Look through the data below and, wherever a line carries the word "green", please copy that line.

---------- Data ----------

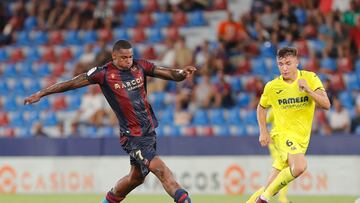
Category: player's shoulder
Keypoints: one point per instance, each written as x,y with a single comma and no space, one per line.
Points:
96,69
308,74
143,63
273,82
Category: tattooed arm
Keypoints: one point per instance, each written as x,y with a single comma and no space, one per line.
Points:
77,82
175,74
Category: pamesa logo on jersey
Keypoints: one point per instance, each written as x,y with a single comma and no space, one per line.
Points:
295,100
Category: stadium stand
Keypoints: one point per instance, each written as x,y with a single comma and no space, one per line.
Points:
41,46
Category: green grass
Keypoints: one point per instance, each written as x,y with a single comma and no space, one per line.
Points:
161,199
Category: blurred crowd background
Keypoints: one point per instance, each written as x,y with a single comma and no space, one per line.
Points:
232,42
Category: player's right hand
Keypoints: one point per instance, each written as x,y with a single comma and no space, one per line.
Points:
264,138
32,98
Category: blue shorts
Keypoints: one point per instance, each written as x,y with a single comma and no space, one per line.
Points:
141,150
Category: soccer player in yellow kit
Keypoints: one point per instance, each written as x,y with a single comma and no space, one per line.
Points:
292,97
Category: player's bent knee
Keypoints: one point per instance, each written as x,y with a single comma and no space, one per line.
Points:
297,170
182,196
137,180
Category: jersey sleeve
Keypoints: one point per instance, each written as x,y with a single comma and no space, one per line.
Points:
96,75
147,66
315,82
265,97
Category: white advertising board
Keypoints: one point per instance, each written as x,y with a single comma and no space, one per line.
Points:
326,175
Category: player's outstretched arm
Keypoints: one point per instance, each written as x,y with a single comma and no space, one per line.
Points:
264,137
319,95
77,82
175,74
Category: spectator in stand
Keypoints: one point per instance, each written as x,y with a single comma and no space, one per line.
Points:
183,55
203,94
86,60
355,121
38,130
339,118
203,56
223,96
230,32
355,35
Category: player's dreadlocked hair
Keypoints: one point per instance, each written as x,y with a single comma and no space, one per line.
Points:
121,44
287,51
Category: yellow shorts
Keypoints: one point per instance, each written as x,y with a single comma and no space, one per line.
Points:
284,145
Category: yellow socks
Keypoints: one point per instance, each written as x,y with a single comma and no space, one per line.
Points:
282,179
253,197
283,194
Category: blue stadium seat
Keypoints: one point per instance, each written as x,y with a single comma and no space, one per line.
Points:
32,55
129,20
23,132
4,89
216,116
10,103
200,118
3,55
221,130
72,38
49,118
237,130
134,6
25,69
121,33
19,88
258,66
43,70
243,100
31,117
328,63
301,15
30,23
155,35
17,119
43,104
235,84
89,37
33,86
196,18
357,67
250,118
9,71
73,102
23,38
351,81
40,38
346,99
162,19
233,117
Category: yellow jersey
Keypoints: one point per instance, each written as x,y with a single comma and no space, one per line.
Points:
293,109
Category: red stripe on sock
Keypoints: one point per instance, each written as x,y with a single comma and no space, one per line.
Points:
183,197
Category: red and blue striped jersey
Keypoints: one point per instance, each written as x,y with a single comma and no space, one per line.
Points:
125,90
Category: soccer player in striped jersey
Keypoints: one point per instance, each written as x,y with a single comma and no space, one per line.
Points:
123,83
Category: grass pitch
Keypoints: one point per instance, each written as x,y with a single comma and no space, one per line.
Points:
91,198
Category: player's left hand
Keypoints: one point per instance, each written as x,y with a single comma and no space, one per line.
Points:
189,70
32,98
303,85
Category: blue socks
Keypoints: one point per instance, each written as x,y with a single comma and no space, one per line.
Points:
181,196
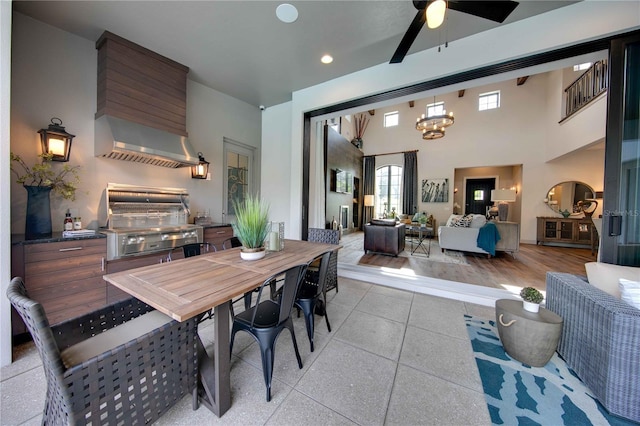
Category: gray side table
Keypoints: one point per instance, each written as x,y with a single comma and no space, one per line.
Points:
529,337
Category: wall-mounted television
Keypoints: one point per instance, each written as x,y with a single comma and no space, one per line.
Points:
341,181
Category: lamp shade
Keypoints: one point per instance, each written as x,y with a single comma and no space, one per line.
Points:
56,141
507,195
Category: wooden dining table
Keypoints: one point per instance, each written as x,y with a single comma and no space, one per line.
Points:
188,287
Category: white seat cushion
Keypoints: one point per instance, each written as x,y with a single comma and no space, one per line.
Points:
113,338
606,276
630,292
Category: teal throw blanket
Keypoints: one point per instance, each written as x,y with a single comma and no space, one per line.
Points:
488,236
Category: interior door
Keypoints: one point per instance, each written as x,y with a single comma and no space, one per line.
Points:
621,221
478,195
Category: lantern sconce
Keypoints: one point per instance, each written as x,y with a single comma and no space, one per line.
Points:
56,141
200,170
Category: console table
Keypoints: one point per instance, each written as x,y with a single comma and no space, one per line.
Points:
571,231
509,237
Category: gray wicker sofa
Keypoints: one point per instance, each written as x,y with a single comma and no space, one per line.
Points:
600,341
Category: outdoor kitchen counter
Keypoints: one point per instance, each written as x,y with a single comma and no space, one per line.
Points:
56,237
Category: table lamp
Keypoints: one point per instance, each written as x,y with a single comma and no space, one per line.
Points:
503,197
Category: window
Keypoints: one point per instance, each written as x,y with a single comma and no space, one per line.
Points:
489,100
391,119
388,181
435,109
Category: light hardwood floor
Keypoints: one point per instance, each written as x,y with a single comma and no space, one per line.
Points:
528,268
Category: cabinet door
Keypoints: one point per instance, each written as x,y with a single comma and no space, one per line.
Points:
114,294
216,236
66,277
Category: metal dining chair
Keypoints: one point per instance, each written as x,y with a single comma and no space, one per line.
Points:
267,318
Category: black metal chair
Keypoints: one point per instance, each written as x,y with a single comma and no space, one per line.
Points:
327,236
232,242
189,250
312,295
126,363
267,318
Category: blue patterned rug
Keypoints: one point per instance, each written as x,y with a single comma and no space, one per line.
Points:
518,394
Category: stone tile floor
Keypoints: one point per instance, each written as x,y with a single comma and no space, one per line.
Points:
393,357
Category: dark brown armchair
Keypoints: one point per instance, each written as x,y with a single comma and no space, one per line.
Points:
384,236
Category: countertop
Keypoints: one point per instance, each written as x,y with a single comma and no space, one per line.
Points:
56,237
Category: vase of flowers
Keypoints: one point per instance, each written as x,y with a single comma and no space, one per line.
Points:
531,299
251,226
40,181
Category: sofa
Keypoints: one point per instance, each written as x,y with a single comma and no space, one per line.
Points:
600,340
384,236
461,233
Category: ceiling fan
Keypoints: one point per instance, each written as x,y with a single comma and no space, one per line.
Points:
432,12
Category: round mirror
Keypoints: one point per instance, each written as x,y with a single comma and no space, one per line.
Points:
569,198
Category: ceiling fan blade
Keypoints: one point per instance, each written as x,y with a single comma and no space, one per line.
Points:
409,37
493,10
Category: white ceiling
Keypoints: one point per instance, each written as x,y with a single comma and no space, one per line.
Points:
240,47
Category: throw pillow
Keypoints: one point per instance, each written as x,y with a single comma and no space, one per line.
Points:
453,218
464,221
478,221
605,276
630,292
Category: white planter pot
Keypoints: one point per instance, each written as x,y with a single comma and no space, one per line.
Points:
252,254
530,307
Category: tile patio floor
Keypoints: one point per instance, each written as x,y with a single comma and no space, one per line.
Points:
394,357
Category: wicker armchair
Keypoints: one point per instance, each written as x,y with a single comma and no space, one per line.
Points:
600,341
327,236
91,381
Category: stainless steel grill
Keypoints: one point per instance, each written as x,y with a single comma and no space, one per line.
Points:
143,220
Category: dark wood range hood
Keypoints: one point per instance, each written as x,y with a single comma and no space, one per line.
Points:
141,105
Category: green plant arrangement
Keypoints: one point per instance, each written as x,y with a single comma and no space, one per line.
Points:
252,222
63,182
531,295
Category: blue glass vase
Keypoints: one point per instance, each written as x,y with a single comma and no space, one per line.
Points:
38,224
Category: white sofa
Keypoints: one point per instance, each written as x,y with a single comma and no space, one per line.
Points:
461,238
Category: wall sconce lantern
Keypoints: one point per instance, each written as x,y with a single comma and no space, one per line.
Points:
56,141
200,170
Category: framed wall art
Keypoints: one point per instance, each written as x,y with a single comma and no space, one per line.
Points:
435,190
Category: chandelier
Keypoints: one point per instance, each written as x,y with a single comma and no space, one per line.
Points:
432,127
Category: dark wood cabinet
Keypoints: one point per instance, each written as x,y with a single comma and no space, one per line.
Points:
65,277
216,235
573,231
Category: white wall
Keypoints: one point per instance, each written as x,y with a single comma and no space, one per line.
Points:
5,194
565,26
521,131
276,182
68,91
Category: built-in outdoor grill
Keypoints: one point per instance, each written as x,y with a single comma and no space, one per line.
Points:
143,220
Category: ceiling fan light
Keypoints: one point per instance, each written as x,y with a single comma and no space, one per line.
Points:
435,13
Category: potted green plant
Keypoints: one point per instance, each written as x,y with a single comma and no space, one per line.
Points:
251,226
40,180
531,299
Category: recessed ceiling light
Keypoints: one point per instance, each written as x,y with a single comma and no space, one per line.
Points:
287,13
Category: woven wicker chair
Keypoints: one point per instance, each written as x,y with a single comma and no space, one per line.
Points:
327,236
600,341
134,382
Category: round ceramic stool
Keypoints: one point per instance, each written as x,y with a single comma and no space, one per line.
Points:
529,337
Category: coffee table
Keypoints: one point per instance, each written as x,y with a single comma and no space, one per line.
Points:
418,235
531,338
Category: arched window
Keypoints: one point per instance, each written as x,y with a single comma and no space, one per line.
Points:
388,190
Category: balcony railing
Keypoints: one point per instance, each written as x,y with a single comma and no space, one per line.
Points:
586,88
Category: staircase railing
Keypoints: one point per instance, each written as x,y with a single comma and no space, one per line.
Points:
586,88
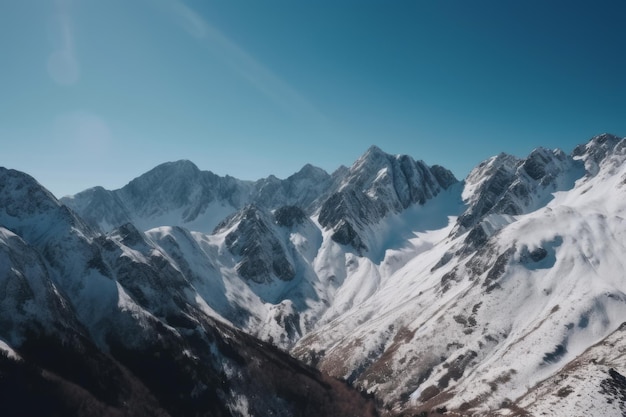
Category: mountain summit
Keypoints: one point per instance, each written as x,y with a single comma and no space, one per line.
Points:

----------

• _Expected output_:
Category: green grass
Category: green plant arrangement
Category: potted green plant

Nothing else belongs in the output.